TRECHO DA PÁGINA ::
Obviamente, não se trata de um milagre. Enquanto as câmeras da Sony e Panavision gravam seus dados em super HDs ou numa fita HDCAM SR (que permite dados com cerca de 400Mb/s), a RED grava a uma taxa de  290Mb/s (no modo mais utilizado, que é o REDCODE 36), o  que é cerca de 10 vezes menos que a taxa de dados gerada por uma imagem a 4K. Alguns consideram que seu sensor, com padrão Bayer, não poderia ser considerado um 4K efetivo, pois não há exatamente um pixel para cada cor. Estas discussões são de ordem muito específicas, mas acho melhor mencioná-las para o leitor entender a problemática que as envolve, e que a RED, para conseguir seus 4K a um custo extremamente acessível, teve que recorrer a alguns desses expedientes.

Confesso que antes de utilizá-la nutria por ela certa antipatia. Sabe aquela reserva, misto de teimosia e esquisitice, que temos quando algo entra na moda? Pois era isso que sentia. Confesso que quando a conheci tive que passar por cima deste falso preconceito. A RED é uma câmera muito interessante e, incrível, relativamente fácil de operar. Seu menu é simples, muito mais simples que o de uma Beta Digital, por exemplo. A RED apostou numa certa simplicidade, o que para os operadores acostumados a câmeras de cinema é uma benção.

Podemos dizer que este raciocínio é uma estratégia do fabricante. Adaptar os acessórios utilizados nas câmeras de cinema nela é muito simples, tudo se encaixa perfeitamente, sem quaisquer tropeços. É como trocar um corpo de câmera de cinema por outro. Para quem tem ou utiliza uma câmera de cinema, comprar o corpo de uma RED significa que você abre uma opção de vídeo HD ao seu cliente sem ter que se desfazer do que você já tem. Oras, isto é uma vantagem colossal. Ao operador, não é necessário ter que ficar aprendendo a montar novos acessórios, tudo funciona como antes.

Imagem da câmera RED One

As vantagens que me agradaram continuam. Como nenhum monitor atual consegue monitorar um sinal RGB 4:4:4, a RED adota outra boa solução. Através de um simples toque de um botão, e possível alternar entre o LUT escolhido e o RAW da câmera.

Para entender tal vantagem, tenho que abrir espaço para uma explicação. O arquivo RAW é o arquivo bruto, que não sofre nenhum tipo de tratamento de imagem. Tem a melhor qualidade, pois não sofre nenhuma perda do sinal, é a imagem como ela sai do sensor (há pessoas que não consideram a RED uma câmera RAW por gravar a uma taxa de dados menor que o RAW requereria).  O problema é que quando esta imagem é vista num monitor, ela é muito sem contraste e azulada no caso da RED. Um diretor de fotografia sabe disso, que aquela imagem não é a final. Um diretor, ou ainda um cliente, muitas vezes não sabe disso, e ao ver tal imagem no monitor não pode se furtar a uma certa decepção. Obviamente o diretor de fotografia pode explicar, mas convenhamos que muitas vezes fica parecendo aquela conversa “olha, o que você vê está errado, no final vai dar tudo certo, acredite em mim”, o que, convenhamos, é um tanto constrangedor.  Para evitar tal situação, se aplica uma correção à imagem RAW, para que possa ser vista de uma maneira decente no monitor, o chamado LUT. Obviamente, pela incapacidade dos monitores reproduzirem toda a gama de cor e contraste do arquivo RAW original, esta imagem, que contenta tanto ao diretor e ao cliente, não contenta ao diretor de fotografia, pois o que mais interessa no set é saber se sua exposição está conseguindo registrar a maior gama possível de luzes, para depois se ter na pós-produção margem de trabalho. Deste modo, poder alternar rapidamente entre as imagens RAW e o LUT com a correção de contraste e cor é uma dádiva ao diretor de fotografia. É uma solução que agrada a gregos e troianos.

DADOS DA TAREFA ::
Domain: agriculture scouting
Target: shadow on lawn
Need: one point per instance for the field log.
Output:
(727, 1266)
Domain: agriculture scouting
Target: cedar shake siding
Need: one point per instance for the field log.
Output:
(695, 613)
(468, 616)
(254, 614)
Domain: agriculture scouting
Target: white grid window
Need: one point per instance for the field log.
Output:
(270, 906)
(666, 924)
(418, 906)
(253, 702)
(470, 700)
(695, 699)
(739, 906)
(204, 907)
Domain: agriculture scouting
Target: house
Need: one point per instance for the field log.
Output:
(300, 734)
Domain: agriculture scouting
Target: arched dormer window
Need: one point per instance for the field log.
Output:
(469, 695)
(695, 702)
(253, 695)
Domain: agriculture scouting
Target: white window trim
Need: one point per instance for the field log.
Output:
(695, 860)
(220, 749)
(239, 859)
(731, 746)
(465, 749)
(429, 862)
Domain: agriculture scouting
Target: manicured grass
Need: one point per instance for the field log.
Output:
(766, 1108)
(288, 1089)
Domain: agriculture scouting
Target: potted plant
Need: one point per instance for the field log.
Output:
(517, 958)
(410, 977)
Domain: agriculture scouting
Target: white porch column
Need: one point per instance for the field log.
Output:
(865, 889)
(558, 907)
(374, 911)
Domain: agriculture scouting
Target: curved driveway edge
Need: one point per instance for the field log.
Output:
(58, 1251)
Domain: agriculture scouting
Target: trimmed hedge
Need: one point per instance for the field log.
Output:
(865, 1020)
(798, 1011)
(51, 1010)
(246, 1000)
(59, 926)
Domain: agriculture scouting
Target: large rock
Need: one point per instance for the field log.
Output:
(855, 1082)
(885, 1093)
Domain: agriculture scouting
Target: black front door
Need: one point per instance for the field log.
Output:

INSTRUÇÕES DOS EXERCÍCIOS ::
(a) Segundo o trecho sobre a câmera RED, qual é a taxa de dados com que a RED grava no modo REDCODE 36?
(b) Extraia dos registros todas as linhas que contêm a palavra "white".
O trecho sobre a câmera RED e os registros não têm relação entre si.

RESPOSTAS DOS EXERCÍCIOS ::
(a) 290Mb/s.

(b)
Target: white grid window
Target: white window trim
Target: white porch column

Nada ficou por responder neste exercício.